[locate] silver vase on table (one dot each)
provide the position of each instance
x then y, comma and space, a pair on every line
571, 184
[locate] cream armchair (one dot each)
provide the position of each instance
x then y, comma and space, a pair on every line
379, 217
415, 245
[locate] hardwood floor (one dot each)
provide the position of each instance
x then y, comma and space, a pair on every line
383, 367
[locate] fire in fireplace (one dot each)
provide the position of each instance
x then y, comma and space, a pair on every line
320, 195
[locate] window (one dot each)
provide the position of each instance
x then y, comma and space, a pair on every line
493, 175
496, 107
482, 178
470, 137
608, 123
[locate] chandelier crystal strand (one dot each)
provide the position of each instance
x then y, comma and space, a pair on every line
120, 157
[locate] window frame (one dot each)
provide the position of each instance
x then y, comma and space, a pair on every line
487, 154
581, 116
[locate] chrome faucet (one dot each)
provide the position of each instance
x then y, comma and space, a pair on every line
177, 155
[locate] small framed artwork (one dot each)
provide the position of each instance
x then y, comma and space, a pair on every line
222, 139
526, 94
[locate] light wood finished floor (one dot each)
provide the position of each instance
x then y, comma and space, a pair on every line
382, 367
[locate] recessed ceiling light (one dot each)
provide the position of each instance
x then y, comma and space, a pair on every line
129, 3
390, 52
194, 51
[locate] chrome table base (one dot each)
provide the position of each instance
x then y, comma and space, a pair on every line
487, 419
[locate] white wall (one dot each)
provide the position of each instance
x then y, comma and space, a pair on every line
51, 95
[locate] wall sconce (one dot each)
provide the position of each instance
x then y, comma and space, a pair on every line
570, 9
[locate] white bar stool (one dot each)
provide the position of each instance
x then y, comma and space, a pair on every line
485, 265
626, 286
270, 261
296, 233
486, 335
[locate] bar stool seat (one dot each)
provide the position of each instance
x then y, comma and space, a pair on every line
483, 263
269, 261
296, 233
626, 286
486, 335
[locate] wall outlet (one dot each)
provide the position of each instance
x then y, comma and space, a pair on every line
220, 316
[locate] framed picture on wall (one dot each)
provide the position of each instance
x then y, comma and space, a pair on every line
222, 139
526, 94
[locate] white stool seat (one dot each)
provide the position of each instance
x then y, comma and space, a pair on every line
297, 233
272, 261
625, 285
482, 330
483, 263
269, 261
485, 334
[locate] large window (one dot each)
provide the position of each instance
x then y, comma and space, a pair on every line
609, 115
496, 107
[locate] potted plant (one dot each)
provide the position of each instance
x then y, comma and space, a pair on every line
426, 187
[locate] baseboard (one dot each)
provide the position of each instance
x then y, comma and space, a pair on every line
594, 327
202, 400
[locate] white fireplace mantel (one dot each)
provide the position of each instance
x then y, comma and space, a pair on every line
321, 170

*-*-*

● **TASK DESCRIPTION**
Collect each line of the entries that has the word "table", copying it in full.

● **OUTPUT FOR THIS TASK**
[locate] silver vase on table (one dot each)
[locate] chrome table base (one dot each)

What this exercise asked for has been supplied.